PASSAGE PROVIDED
Darryl Hart has written a first-rate intellectual biography of Machen. To briefly summarize Machen's career: he came from a well -educated and well to do Baltimore family (he was independently wealthy).He studied Classics at John Hopkins and then went to Princeton Theological Seminary, and also took an M.A. in Philosophy at Princeton University. Like many an American, he went to Germany for further study then returned to Princeton seminary to teach New Testament. He was not ordained till 1914 (B.D. 1905). After ordination he became an assistant professor in NT. In 1917, he did one year with the YMCA with the troops in France then returned to Princeton Seminary. He published two very scholarly books. The first was on “ The Origin of Paul's Religion,” which showed the continuity between Jesus and Paul [The critical scholars saw a sharp discontinuity] , while the second book was on “ The Virgin Birth of Christ ”.
Besides his scholarly work, Machen was also involved in the battle for orthodox Christianity, as noted above. This battle was fought on several fronts including the pew, the public square, the seminaries and the General Assembly and Church Courts. The General Assembly chose to reorganize Princeton Seminary so that it reflected the broader view held within the Presbyterian Church, as opposed to its previous position as a bastion of Calvinism. (Machen was intimately involved in the fight to retain Princeton's orthodox Calvinistic character.) The conservative party lost the fight (1929) at Princeton, and Machen, along with others, set up Westminster Theological Seminary (1929) to continue the Princeton Tradition. All was clearly not well within the Presbyterian Church. The Church's beliefs were variously interpreted, and this spilled over into the Church's Mission Board, as it became all too clear in a report on Foreign Missions. Machen, along with some others, set up a board for Independent Foreign Missions in 1933.
Founding of The O.P.C.
Machen was censured by the 1934 General Assembly for this and in 1935 was defrocked for disobedience. This led to the formation of a new church, which became known as the Orthodox Presbyterian Church [OPC]. Machen died of pneumonia in Dakota in 1937.The OPC was to experience early difficulties. Many young ministers left the fledgling church, a year after its founding, over Premillenialism, and issues to do with the separated Christian life (films, alcohol etc). This was the era of prohibition (introduced 1919/20), with the start of the dismantling of prohibition in 1933.
Machen had lost a lot of support among more conservative Presbyterian ministers when he helped set up the Board of Independent Missions, and further support when the Premillenialists left.
Set In His Time
What Hart does so well in his book (based on his John Hopkins Ph.D. thesis) is put Machen in his intellectual context. He was wealthy, well-educated and shared many attitudes in common with his class. He also held some views that were much more in keeping with the intellectual trend-setters rather than his fundamentalist supporters. [Machen's path to these views was, however, by a different route. His views were Old School Presbyterianism which in brief is confessional Presbyterianism - based on the Westminster Confession. He also appears to have held the Southern (Presbyterian) Church's view on the “Spirituality of the Church”. Southern Presbyterianism was strongly Old School, and, partly as a result of the Civil War, drew a sharp line between the sphere of the Church and that of the State (so that the church should not interfere in the workings of the state). Baltimore, where Machen grew up, was close to the Southern States.

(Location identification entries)
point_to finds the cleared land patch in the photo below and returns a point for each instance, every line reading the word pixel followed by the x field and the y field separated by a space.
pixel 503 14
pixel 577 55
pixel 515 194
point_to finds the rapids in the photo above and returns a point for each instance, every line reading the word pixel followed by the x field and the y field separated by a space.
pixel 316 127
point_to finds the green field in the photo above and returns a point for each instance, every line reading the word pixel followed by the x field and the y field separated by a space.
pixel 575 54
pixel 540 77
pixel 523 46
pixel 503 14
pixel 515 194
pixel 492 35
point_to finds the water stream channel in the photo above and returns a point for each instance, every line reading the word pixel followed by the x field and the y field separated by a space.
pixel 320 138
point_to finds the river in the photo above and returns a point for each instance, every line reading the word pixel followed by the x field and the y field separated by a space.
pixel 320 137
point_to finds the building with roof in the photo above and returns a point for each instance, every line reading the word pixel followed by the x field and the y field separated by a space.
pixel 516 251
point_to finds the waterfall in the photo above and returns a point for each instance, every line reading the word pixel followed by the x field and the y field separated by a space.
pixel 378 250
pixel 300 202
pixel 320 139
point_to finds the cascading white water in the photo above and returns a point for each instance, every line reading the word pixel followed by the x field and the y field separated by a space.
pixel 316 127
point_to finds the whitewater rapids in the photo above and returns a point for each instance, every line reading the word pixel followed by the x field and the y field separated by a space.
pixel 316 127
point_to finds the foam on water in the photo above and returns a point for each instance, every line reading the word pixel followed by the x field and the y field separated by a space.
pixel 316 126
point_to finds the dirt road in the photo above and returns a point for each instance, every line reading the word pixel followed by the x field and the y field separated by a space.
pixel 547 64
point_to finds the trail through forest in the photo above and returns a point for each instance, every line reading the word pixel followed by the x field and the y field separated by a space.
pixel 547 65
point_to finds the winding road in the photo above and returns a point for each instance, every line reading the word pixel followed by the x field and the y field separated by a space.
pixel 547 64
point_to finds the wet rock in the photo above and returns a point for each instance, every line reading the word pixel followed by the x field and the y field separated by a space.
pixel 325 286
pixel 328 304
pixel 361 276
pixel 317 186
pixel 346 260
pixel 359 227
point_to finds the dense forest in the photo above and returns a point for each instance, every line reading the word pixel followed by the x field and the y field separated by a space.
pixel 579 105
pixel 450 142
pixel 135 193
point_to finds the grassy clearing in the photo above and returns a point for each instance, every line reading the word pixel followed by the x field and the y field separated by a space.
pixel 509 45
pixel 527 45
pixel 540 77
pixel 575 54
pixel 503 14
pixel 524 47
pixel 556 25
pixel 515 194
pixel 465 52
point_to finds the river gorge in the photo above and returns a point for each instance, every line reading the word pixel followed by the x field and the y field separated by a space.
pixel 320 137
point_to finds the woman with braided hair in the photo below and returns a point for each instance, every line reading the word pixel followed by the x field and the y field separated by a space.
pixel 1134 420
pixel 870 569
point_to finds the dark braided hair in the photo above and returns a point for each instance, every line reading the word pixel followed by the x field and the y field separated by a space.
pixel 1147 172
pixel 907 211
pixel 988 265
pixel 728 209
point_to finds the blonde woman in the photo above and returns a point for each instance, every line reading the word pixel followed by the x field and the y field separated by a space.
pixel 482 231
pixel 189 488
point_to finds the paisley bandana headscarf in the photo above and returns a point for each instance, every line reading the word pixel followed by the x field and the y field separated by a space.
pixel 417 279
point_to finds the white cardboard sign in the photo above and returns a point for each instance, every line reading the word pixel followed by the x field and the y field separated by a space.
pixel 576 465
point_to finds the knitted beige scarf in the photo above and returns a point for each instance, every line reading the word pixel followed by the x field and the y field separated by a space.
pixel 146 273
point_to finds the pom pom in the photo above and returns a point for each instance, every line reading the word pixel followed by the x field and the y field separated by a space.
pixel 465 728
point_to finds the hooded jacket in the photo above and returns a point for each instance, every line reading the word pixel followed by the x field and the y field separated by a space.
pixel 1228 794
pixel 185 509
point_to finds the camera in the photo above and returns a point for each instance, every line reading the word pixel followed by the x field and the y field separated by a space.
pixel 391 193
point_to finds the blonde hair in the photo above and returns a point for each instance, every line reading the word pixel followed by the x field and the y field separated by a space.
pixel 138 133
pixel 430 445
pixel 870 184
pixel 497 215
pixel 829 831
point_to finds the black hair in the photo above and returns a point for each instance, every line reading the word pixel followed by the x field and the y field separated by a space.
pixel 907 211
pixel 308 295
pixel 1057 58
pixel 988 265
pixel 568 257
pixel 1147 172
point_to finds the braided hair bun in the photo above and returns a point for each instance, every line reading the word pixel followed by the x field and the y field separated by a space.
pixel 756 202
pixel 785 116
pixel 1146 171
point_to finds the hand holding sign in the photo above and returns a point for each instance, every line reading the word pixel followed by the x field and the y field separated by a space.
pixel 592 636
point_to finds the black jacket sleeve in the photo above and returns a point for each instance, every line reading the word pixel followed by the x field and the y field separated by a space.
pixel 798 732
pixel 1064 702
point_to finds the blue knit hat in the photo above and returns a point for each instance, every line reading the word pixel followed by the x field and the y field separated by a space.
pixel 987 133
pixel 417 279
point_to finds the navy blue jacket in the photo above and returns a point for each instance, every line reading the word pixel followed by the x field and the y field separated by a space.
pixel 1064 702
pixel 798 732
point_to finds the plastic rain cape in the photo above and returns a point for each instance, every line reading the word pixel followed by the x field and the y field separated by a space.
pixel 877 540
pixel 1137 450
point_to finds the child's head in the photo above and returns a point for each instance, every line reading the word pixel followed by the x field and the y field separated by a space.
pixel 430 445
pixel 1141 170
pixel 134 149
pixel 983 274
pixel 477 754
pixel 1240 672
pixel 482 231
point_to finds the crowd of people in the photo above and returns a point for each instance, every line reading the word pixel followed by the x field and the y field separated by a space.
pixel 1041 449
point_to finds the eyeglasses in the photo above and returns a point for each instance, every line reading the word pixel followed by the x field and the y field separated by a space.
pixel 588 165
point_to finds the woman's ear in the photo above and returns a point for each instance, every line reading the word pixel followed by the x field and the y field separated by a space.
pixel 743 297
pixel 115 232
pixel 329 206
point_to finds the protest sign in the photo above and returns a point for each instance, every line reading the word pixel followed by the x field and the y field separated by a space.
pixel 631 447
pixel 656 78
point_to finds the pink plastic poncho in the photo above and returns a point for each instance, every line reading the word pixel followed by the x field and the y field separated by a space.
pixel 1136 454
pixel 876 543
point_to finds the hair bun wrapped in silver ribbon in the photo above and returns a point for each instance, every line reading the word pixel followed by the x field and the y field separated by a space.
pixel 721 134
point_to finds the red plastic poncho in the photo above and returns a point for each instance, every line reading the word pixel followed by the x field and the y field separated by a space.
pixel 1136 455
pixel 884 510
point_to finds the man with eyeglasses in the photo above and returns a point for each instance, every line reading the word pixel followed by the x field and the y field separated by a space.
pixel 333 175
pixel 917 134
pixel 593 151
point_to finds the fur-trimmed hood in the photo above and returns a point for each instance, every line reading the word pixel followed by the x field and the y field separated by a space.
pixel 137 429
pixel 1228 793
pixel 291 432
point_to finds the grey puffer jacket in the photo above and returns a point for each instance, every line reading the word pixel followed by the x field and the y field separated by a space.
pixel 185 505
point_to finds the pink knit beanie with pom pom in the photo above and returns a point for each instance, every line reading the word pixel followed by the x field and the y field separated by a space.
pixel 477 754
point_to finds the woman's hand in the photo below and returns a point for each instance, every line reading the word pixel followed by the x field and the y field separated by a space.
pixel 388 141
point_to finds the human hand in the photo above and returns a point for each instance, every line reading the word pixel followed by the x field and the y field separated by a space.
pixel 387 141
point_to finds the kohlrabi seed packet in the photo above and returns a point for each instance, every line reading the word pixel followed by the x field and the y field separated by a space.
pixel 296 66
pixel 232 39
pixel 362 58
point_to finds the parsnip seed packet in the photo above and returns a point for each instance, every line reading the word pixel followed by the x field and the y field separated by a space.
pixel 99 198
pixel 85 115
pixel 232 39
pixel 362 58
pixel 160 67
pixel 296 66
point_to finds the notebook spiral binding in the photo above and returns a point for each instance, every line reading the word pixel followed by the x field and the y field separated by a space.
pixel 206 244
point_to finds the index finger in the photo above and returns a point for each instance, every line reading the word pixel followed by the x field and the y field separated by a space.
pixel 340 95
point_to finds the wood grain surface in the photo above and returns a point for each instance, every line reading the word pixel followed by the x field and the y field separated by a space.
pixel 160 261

JOB A
According to the passage on Machen, on which fronts was the battle for orthodox Christianity fought? List every one.
JOB B
From the passage on Machen, reproduce the section that starts with the words containing "Machen had lost" and ends with "the Premillenialists left.".

WRITTEN REPLY A
- the pew
- the public square
- the seminaries
- the General Assembly and Church Courts

WRITTEN REPLY B
Machen had lost a lot of support among more conservative Presbyterian ministers when he helped set up the Board of Independent Missions, and further support when the Premillenialists left.